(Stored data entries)
******************************

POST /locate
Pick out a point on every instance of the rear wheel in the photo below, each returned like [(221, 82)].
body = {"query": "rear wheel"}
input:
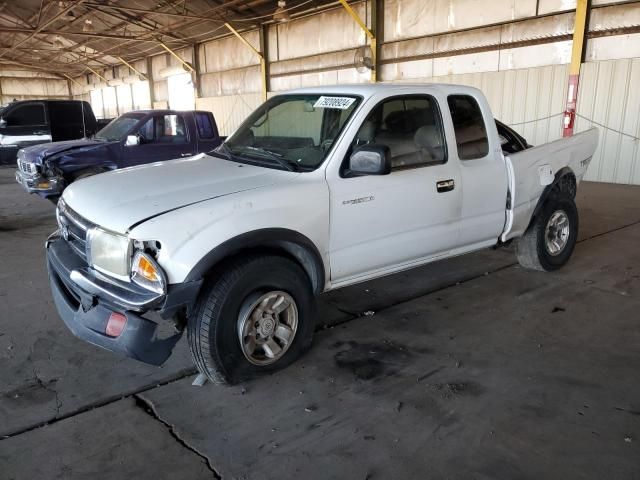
[(257, 317), (549, 241)]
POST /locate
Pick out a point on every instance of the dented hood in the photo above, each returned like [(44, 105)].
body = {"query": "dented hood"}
[(120, 199), (38, 153)]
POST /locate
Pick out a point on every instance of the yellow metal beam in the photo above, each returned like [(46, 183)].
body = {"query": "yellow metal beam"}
[(263, 61), (578, 36), (577, 52), (357, 18), (187, 66), (372, 38), (243, 40), (132, 67), (74, 81), (96, 73)]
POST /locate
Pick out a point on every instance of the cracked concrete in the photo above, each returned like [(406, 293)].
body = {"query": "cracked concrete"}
[(148, 407), (470, 367)]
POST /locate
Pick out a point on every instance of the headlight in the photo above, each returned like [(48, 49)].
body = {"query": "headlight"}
[(147, 273), (109, 252)]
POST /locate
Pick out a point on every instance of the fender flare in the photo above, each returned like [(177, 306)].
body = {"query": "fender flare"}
[(565, 182), (290, 242)]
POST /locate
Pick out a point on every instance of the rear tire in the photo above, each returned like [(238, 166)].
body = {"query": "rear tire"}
[(257, 317), (549, 241)]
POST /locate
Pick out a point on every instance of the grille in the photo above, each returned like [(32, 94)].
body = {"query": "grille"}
[(27, 167), (74, 228)]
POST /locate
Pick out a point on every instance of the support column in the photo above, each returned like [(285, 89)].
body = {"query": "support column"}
[(577, 57), (264, 62), (373, 41), (152, 95), (261, 56), (198, 67)]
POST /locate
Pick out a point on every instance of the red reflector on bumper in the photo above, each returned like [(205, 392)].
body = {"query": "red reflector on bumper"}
[(116, 324)]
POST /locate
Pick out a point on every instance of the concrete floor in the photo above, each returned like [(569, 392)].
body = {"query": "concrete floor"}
[(469, 368)]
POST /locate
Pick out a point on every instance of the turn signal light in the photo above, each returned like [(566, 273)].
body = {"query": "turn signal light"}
[(147, 273), (147, 269), (115, 324)]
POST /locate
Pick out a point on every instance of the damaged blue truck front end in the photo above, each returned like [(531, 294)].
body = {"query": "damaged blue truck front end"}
[(47, 169), (135, 138)]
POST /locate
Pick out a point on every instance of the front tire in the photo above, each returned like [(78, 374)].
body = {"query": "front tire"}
[(549, 241), (257, 317)]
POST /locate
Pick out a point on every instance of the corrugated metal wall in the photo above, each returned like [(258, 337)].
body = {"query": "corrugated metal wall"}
[(502, 47), (20, 85)]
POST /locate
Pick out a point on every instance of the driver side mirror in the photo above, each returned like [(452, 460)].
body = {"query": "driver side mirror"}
[(132, 140), (370, 160)]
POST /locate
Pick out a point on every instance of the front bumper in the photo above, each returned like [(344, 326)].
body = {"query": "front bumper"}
[(86, 299), (43, 186)]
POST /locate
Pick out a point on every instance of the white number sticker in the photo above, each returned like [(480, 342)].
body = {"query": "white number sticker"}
[(341, 103)]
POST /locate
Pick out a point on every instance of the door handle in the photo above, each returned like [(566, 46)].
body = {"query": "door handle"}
[(445, 185)]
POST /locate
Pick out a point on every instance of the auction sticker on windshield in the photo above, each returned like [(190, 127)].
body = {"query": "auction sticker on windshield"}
[(341, 103)]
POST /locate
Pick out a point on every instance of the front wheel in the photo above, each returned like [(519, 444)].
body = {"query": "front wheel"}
[(549, 241), (255, 318)]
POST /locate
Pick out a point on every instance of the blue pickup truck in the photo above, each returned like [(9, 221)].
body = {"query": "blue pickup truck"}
[(134, 138)]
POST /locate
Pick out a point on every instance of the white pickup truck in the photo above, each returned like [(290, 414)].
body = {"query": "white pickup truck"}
[(319, 188)]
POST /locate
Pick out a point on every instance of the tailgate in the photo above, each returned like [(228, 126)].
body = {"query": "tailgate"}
[(530, 171)]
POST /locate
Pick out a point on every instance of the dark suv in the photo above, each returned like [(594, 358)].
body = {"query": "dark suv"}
[(31, 122)]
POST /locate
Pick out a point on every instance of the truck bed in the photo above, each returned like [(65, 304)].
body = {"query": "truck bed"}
[(531, 170)]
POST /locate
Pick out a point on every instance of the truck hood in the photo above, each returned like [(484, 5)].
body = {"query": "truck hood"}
[(38, 153), (123, 198)]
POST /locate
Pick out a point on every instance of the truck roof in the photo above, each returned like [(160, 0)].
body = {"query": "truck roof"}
[(369, 89), (164, 111)]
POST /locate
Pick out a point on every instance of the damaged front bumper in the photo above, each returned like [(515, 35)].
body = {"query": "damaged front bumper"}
[(41, 185), (87, 300)]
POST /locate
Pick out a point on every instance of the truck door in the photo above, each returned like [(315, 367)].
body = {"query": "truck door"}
[(164, 136), (208, 137), (384, 223), (22, 125), (482, 168), (67, 120)]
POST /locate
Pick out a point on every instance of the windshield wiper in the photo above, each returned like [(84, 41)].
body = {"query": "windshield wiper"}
[(222, 149), (276, 157)]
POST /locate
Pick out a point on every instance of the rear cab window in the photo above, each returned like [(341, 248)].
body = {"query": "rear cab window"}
[(162, 129), (206, 128), (30, 114), (411, 126), (468, 124)]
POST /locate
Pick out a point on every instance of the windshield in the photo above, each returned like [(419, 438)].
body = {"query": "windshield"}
[(116, 129), (292, 132)]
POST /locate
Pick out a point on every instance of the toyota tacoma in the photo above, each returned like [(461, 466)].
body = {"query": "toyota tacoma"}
[(318, 189)]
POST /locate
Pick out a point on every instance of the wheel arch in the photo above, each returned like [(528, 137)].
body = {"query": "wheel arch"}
[(564, 182), (267, 240)]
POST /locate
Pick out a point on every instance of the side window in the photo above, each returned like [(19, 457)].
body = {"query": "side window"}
[(469, 127), (26, 115), (163, 129), (65, 113), (411, 127), (205, 125)]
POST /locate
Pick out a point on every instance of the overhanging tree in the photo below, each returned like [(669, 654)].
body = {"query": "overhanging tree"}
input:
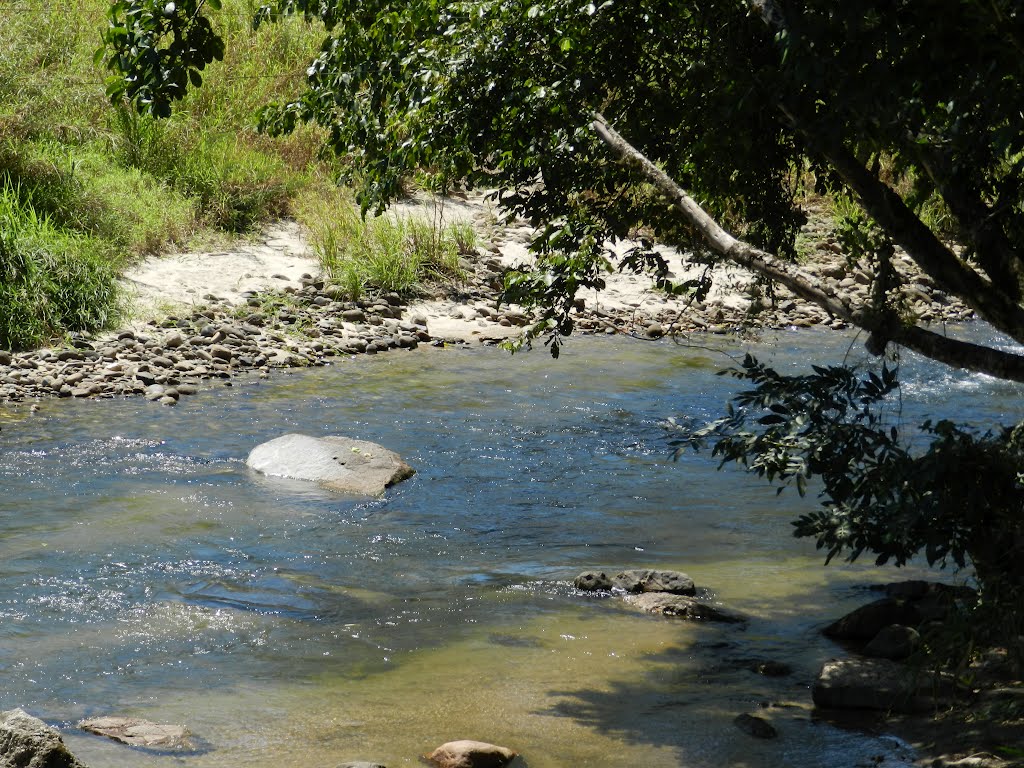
[(692, 124)]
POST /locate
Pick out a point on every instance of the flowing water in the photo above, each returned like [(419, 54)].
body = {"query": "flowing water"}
[(145, 571)]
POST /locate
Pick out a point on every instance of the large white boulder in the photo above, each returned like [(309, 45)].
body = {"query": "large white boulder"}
[(335, 463)]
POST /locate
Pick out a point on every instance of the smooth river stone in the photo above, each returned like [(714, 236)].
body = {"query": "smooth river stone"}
[(335, 463)]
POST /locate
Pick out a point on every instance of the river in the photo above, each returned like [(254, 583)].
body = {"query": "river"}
[(145, 571)]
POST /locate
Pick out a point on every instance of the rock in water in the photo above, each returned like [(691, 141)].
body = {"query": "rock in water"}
[(335, 463), (28, 742), (684, 607), (877, 684), (755, 726), (467, 754), (592, 581), (673, 582), (138, 732)]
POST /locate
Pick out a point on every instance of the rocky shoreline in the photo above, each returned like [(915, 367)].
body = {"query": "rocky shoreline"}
[(309, 323)]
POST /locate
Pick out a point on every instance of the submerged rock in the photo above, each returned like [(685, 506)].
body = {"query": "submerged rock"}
[(27, 741), (755, 726), (592, 581), (637, 581), (683, 607), (138, 732), (468, 754), (894, 641), (877, 684), (335, 463), (673, 582), (867, 621)]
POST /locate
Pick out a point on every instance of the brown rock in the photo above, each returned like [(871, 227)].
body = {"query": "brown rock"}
[(28, 742), (668, 604), (755, 726), (138, 732), (468, 754)]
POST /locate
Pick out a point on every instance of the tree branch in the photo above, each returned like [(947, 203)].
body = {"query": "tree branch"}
[(883, 328), (996, 303), (891, 213)]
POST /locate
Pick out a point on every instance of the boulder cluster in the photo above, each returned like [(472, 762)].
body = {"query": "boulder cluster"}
[(167, 359), (883, 635)]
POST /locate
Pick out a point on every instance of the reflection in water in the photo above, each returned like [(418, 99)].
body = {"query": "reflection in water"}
[(146, 571)]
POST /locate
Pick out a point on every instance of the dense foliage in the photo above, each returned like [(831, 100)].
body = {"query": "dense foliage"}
[(961, 499)]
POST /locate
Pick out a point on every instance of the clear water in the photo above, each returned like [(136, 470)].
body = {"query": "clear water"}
[(145, 571)]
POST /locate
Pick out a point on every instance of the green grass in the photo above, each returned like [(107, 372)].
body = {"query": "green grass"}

******************************

> _Exercise description_
All lines above that include the word "grass" must be copied into the answer.

> _Exercise response_
Pick out a point on every instance of the green grass in the photo above, each returned like [(107, 372)].
body = {"query": "green grass"}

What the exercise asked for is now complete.